Problem to solve:
Read through the records below and copy each line that uses the word "instance".

--- START ---

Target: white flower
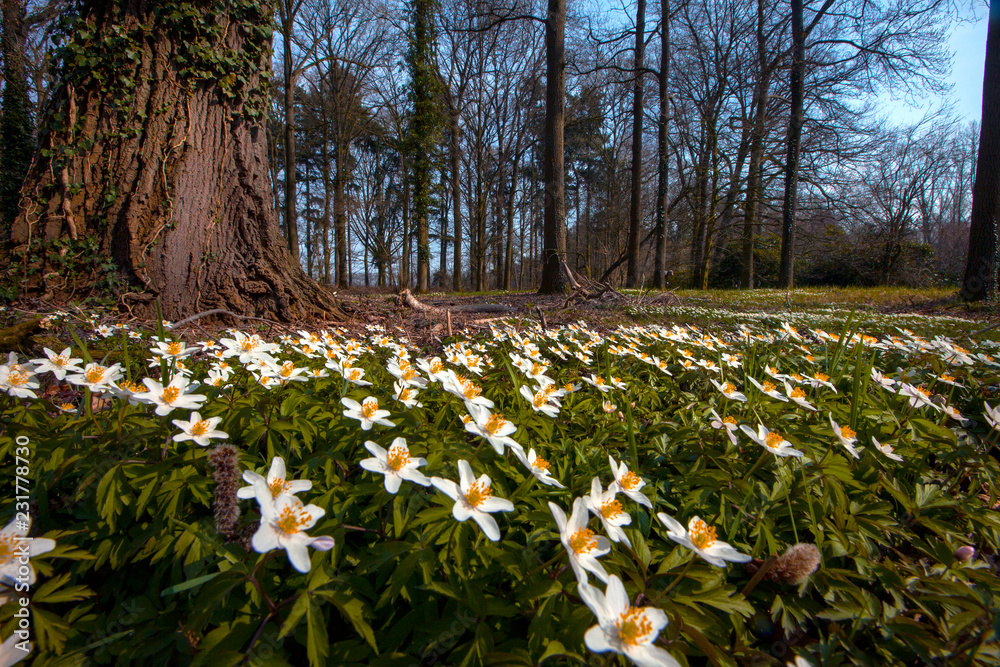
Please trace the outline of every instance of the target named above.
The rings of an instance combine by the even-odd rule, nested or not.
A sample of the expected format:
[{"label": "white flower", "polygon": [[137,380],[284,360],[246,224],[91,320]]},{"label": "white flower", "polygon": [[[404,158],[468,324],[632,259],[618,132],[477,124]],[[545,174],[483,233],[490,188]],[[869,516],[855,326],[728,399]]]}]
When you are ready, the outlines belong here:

--- END ---

Answer section:
Please trace the outline of every instance of the target named above.
The rings of an instance combine by the even-odd rule, nested or not.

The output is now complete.